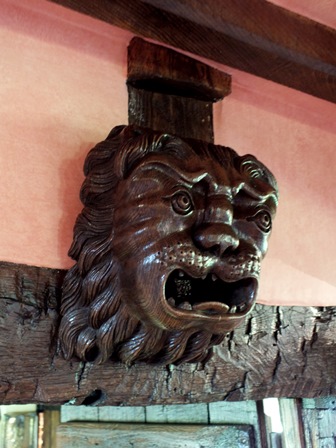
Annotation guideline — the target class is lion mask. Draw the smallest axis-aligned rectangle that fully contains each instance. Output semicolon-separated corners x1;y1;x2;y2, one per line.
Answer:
59;126;277;364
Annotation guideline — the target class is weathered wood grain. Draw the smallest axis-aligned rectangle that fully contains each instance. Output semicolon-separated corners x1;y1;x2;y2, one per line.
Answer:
0;262;336;406
49;0;336;102
57;423;254;448
127;38;231;142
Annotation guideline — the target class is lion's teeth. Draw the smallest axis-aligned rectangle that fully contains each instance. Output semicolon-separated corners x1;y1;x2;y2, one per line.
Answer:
167;297;175;306
178;302;192;310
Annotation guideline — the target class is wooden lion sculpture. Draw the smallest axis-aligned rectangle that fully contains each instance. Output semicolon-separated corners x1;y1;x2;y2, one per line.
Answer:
59;126;278;365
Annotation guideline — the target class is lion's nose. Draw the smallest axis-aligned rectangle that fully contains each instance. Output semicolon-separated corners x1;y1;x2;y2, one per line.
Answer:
194;223;239;257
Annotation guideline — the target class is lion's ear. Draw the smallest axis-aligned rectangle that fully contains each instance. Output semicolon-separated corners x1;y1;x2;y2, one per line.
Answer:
106;124;127;140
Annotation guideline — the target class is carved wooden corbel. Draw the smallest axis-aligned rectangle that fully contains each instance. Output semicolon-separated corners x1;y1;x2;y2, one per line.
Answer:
59;39;278;364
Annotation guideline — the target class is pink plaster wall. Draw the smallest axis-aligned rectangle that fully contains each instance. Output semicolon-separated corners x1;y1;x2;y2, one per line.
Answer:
0;0;336;305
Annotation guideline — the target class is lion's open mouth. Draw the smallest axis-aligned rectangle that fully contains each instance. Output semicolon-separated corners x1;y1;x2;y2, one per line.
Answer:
165;269;257;315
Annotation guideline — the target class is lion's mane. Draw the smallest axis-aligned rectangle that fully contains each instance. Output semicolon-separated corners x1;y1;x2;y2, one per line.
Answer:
59;126;276;364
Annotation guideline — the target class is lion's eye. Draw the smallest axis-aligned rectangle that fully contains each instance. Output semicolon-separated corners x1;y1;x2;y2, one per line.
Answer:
172;191;194;215
248;210;272;232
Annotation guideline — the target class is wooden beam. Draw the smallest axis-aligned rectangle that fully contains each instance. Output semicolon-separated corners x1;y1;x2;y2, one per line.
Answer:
0;262;336;406
49;0;336;102
127;37;231;142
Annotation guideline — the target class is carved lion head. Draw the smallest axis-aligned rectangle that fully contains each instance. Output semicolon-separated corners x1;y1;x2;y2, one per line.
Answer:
59;126;277;364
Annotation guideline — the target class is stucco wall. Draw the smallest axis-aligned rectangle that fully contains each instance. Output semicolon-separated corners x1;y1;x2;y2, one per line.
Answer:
0;0;336;305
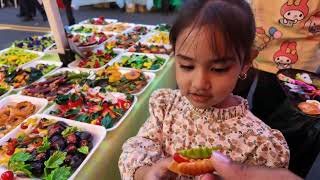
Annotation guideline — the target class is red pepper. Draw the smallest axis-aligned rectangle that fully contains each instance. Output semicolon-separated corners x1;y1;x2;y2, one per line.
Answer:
67;98;83;108
93;60;100;68
32;128;39;134
0;171;14;180
97;49;103;55
88;105;103;113
7;138;18;156
117;99;127;109
173;153;189;163
20;122;28;129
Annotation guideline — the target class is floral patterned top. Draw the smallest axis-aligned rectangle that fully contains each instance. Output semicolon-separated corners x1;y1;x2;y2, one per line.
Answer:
119;89;289;180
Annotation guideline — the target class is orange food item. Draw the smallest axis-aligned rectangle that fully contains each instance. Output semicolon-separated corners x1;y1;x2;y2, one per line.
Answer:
298;102;320;115
169;159;214;176
124;70;141;80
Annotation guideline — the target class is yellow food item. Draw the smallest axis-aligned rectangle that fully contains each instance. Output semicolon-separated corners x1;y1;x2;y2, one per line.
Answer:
147;32;169;44
0;48;39;66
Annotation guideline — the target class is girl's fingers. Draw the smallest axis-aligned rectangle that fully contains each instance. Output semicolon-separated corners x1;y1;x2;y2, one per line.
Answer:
199;174;218;180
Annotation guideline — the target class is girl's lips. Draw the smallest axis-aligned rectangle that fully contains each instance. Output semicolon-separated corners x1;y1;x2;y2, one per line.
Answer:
190;94;211;103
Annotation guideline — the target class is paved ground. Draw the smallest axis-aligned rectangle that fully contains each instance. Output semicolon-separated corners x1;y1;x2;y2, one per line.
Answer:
0;6;175;50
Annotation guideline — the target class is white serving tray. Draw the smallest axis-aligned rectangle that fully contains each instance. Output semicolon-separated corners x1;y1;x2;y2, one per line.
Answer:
68;45;123;71
0;48;44;68
11;33;56;53
67;24;102;35
127;42;173;56
94;68;156;96
79;18;118;27
101;22;135;33
0;95;48;141
40;68;94;81
139;32;171;47
68;32;117;52
44;92;137;132
123;24;156;37
0;86;13;99
110;52;170;73
0;94;48;114
13;60;62;91
0;114;107;180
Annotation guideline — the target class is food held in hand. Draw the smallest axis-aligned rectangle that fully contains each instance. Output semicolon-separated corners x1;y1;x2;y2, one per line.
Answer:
22;71;90;101
69;25;98;34
168;147;219;176
106;34;140;49
88;66;149;94
147;32;170;44
0;81;10;96
132;25;150;36
5;64;57;88
129;43;172;55
0;48;39;67
68;32;113;47
103;23;131;33
298;100;320;115
84;16;111;25
13;35;55;52
155;24;171;32
0;101;36;138
50;87;133;129
115;54;166;70
0;117;94;180
76;48;117;68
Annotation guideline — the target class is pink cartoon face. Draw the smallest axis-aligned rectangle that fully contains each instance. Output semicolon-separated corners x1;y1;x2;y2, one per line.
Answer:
273;41;298;69
279;0;309;27
283;10;304;23
274;56;292;69
304;12;320;34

PROBLEM REQUIREMENTS » Copy the entries from the beginning up to and including the line with "59;126;276;364", substituting "tightest" for "smallest" and keeping everything else the same. Leave the pictures out.

EXERCISE OUTPUT »
Annotation guideline — the target class is lion mask. Draw the tightest axis-aligned rectangle that fully contains each instance. Output semicolon-separated corners x1;y1;x2;y2, one per line.
Answer:
59;126;277;364
Annotation guideline — the target class is weathered wood grain. Draw the tightest axis-aligned rectangle that fully contains each instance. Output semicolon-separated corners x1;y1;x2;y2, one per line.
Answer:
0;262;336;406
49;0;336;102
57;423;254;448
127;38;231;142
Annotation guideline — the target class is lion's teeth. Draw the tightest axis-aligned rectangle that fully contains each instance. Output semicolon-separated corners x1;y1;x2;y2, one per line.
Answer:
167;297;175;306
178;302;192;310
Annotation guideline — the target class is wooden lion sculpture. Draw the tightest axis-aligned rectangle that fully contains each instance. Output semicolon-separated corners x1;y1;x2;y2, one per line.
Answer:
59;126;278;365
Annotation guideline — the target class is lion's nose. Draw the tightest axis-aligned rectangle that fully contains each instance. Output semicolon-separated corners x1;y1;x2;y2, one per line.
Answer:
194;223;239;257
Annotation guideline — the target class is lion's ear. Draw the tightest axis-aligned rectangle that fully contains each instance. Output semicolon-separated corners x1;y1;x2;y2, one per line.
Answer:
106;124;127;140
Annotation guideline — the target class is carved wooden corbel. Draw the tightest axis-aligned rectangle that fully contains each instance. Output semicolon-separated corners x1;y1;x2;y2, one per line.
Answer:
59;39;278;364
Annotation guideline — the target class is pink plaster wall. Draw the tightest axis-aligned rectangle that fully contains each instance. Output semicolon-separated corners x1;y1;x2;y2, one per line.
Answer:
0;0;336;305
Annotation guideline — the target class is lion's open mouth. Draw the tightest axis-aligned rectangle that fully contains each instance. Output semicolon-separated corners x1;y1;x2;y2, one per line.
Answer:
165;269;257;315
Annotation guideline — the target class is lion's mane. Draw the tightest axis-aligned rectangle that fully contains each instance. Output semicolon-separated corners x1;y1;x2;y2, one per line.
Answer:
59;126;276;364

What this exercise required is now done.